* _WORK INSTRUCTIONS_
Copy the items word for word, covering the stretch from the very start of the items through the line that contains "M217 178L219 150L118 123L1 169L2 192L250 191Z".

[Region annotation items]
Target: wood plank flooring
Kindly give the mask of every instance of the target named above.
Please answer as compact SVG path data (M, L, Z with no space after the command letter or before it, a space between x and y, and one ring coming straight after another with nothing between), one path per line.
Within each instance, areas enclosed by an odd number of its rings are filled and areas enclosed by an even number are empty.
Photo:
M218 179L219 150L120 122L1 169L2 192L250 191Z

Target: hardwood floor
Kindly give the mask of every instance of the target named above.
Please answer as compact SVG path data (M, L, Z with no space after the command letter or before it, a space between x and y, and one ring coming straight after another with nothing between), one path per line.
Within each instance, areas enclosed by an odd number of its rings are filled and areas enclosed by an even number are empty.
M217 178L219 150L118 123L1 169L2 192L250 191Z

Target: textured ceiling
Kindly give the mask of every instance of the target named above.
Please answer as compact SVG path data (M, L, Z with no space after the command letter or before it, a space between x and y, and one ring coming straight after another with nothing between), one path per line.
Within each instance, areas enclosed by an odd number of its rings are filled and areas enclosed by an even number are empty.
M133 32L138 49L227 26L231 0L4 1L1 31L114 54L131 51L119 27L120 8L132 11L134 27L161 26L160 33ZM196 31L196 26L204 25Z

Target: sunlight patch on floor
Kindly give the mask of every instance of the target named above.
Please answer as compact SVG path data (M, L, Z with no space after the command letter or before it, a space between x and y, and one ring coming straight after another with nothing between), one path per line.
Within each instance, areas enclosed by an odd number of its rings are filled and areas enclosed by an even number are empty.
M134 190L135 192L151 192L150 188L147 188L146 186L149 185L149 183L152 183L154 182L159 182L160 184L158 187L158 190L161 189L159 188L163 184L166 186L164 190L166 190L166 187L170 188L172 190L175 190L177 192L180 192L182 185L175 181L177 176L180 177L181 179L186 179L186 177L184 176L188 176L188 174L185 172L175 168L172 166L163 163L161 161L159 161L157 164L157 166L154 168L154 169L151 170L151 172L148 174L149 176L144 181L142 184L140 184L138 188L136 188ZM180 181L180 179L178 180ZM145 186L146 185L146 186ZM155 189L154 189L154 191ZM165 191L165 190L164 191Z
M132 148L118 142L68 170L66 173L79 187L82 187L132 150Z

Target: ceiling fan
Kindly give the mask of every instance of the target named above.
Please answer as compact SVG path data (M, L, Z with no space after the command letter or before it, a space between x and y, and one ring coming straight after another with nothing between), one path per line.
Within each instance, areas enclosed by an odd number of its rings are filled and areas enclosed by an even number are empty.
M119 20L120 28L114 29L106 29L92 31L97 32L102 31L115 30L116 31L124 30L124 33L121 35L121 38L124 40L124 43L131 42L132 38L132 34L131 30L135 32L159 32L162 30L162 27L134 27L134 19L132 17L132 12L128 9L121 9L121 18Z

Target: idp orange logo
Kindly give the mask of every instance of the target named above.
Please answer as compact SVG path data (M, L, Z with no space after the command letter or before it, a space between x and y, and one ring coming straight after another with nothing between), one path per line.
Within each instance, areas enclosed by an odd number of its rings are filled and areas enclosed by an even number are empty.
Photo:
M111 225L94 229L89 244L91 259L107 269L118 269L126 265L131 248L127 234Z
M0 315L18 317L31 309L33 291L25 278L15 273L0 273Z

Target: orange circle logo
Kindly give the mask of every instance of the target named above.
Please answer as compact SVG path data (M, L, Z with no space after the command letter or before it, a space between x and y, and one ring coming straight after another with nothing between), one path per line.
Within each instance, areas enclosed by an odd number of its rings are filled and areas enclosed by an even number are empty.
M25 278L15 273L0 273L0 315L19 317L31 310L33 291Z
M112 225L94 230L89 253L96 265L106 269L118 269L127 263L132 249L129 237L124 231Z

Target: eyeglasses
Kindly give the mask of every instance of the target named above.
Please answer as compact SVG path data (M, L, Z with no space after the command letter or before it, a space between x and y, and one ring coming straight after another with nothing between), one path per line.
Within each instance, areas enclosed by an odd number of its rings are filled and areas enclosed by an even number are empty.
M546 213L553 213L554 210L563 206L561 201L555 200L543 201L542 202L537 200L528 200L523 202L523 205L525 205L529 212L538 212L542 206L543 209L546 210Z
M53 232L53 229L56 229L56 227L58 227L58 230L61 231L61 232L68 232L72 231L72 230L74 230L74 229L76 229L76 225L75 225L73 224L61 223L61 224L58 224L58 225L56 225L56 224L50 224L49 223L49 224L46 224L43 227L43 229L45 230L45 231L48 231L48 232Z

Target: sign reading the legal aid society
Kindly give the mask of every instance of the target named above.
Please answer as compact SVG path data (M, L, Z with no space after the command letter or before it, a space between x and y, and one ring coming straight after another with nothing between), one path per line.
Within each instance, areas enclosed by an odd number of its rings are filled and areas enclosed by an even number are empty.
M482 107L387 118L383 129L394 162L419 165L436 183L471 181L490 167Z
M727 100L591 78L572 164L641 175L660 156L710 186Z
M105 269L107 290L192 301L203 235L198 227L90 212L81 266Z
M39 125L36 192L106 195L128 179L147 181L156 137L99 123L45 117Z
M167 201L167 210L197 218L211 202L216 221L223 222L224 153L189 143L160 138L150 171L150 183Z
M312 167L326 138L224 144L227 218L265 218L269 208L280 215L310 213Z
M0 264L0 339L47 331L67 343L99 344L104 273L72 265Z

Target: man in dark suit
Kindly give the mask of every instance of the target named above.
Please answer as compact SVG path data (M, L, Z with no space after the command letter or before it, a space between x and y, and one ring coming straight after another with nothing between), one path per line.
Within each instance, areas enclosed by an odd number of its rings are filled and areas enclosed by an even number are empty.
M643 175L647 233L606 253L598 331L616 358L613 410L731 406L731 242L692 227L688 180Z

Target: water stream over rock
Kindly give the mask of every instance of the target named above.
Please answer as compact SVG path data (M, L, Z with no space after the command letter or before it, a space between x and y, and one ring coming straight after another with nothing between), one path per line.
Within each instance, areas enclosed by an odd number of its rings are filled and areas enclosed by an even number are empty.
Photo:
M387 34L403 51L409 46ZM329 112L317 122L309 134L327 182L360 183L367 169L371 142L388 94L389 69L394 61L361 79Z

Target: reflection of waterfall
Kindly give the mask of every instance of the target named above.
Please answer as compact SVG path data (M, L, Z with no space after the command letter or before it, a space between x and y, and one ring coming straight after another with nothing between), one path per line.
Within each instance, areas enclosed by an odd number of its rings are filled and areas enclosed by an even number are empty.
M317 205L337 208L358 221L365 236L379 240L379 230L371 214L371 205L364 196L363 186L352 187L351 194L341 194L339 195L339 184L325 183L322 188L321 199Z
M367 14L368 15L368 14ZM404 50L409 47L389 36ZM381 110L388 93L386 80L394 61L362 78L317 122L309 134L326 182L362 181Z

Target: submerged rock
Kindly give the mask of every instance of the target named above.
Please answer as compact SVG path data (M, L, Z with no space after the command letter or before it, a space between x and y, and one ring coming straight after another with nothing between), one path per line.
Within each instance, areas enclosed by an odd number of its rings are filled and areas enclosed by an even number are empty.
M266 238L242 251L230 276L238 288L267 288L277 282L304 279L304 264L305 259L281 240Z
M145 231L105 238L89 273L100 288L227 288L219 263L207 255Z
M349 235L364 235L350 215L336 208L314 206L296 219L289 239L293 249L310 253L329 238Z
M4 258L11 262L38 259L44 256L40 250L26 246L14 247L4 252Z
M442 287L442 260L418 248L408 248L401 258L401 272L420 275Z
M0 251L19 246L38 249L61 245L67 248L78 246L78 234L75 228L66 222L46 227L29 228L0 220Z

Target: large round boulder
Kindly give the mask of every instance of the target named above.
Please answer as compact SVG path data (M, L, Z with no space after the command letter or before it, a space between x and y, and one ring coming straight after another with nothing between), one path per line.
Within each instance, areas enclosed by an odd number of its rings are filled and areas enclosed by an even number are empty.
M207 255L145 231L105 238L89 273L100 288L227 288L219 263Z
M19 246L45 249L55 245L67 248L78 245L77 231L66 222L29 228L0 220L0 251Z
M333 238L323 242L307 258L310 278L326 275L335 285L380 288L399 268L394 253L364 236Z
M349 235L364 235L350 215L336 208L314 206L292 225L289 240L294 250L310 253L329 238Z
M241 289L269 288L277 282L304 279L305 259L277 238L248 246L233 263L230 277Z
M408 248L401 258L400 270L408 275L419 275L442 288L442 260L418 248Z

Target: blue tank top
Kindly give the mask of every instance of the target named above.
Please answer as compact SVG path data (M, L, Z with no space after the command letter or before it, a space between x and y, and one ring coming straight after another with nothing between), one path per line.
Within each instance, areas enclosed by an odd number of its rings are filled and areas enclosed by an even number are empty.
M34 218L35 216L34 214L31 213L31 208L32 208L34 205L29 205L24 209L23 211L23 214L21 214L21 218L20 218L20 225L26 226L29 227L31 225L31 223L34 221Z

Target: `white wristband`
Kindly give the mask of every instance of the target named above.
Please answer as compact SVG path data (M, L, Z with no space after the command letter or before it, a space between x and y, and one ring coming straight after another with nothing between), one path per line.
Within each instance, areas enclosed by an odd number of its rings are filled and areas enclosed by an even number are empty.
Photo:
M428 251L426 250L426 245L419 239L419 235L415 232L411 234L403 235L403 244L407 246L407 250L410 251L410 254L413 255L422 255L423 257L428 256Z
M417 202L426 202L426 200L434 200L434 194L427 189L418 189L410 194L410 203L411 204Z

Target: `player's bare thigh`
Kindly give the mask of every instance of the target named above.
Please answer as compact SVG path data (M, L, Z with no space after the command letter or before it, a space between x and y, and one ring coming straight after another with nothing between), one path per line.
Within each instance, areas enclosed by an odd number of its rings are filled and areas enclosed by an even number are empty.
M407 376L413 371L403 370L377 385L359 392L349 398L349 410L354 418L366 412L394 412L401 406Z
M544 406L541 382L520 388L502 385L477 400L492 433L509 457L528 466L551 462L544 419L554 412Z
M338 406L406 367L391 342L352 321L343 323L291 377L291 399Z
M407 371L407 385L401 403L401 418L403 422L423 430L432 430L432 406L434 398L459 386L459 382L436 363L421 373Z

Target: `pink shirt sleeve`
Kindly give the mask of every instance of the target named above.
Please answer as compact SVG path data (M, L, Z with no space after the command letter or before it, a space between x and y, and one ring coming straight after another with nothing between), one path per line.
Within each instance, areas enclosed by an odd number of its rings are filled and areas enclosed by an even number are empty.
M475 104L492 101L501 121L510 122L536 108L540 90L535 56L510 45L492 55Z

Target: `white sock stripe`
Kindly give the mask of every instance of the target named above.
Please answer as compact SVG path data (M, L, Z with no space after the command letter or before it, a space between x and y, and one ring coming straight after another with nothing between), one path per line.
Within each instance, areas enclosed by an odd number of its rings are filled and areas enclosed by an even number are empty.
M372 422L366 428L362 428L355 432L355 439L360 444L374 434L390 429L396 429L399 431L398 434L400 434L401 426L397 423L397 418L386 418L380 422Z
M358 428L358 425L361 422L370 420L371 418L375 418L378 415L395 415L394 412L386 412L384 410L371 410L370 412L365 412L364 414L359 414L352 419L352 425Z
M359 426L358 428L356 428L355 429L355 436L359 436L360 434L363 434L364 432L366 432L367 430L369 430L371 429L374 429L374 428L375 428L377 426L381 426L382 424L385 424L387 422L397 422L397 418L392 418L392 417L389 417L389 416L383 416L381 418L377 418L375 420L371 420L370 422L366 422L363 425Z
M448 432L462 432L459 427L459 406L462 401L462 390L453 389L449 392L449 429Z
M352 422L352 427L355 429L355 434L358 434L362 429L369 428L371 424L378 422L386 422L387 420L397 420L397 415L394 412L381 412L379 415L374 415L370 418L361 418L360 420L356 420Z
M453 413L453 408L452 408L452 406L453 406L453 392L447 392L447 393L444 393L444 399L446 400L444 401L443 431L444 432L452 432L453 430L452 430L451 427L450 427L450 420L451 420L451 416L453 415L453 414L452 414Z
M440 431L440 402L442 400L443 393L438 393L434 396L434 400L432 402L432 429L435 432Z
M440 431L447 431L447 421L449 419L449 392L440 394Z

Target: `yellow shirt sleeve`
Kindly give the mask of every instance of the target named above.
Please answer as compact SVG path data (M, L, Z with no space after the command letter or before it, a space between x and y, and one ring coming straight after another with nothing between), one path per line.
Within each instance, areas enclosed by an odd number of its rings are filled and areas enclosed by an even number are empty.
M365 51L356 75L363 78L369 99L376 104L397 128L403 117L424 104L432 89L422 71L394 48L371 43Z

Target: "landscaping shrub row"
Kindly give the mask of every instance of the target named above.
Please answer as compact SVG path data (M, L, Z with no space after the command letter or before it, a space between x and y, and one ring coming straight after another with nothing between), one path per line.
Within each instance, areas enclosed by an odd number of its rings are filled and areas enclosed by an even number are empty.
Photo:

* _RESPONSE TO THE EXERCISE_
Target: wood plank flooring
Kindly give the mask of every instance of the target named above.
Please answer as compact SVG path data (M, L, Z with no space after the command letter or before it, a space between x and y, and one ring coming straight after another with nothing between), one path per line.
Within each instance, areas enclosed by an odd number of its rings are filled and areas enclosed by an even number are empty.
Photo:
M218 179L219 150L120 122L1 169L2 192L250 191Z

Target: hardwood floor
Kindly give the mask of every instance of the target named above.
Please answer as compact SVG path data (M, L, Z with no space after the command letter or before it, a space between x and y, and one ring coming straight after another with nothing between), one path per line.
Within each instance, areas enclosed by an odd number of its rings are filled and areas enclosed by an even number are empty.
M217 178L219 150L118 123L1 169L2 192L250 191Z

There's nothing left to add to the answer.